Requirements
In your copy, reproduce the entries exactly as they are, minus the images.

:: Records shown ::

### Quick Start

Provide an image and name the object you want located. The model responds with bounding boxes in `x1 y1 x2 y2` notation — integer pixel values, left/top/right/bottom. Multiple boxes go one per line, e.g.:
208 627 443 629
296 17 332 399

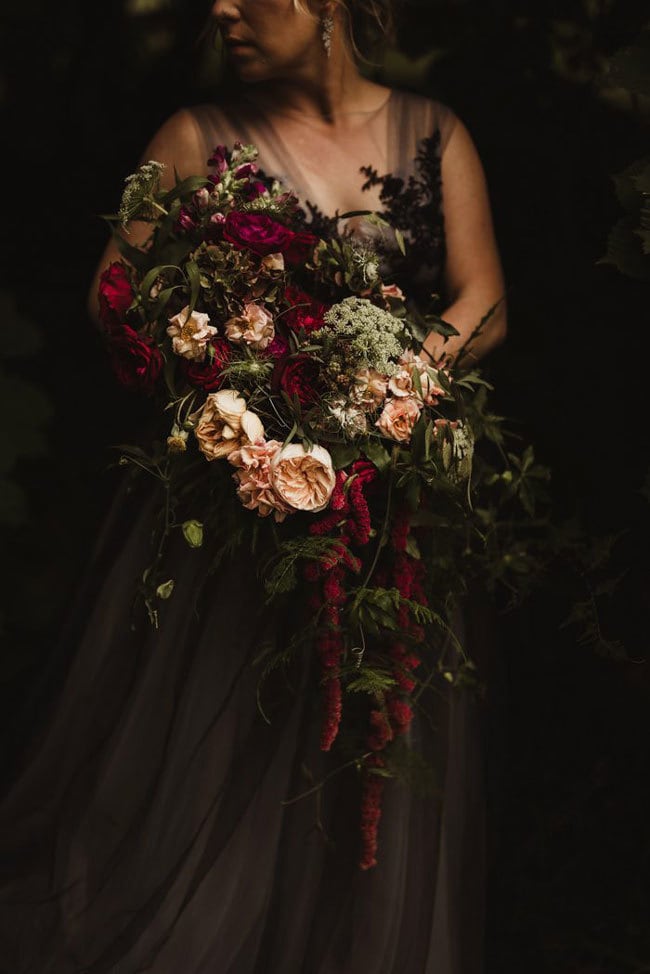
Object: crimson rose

:::

Task response
### Quick Start

Provide an image and name the object you want located. The model responds with bounding boxes in `x1 y1 x2 y2` notation — integer pixel values, left/top/right/bottom. Multiple boxes go one per line, e.g.:
208 627 443 629
296 17 332 399

Object: crimson rose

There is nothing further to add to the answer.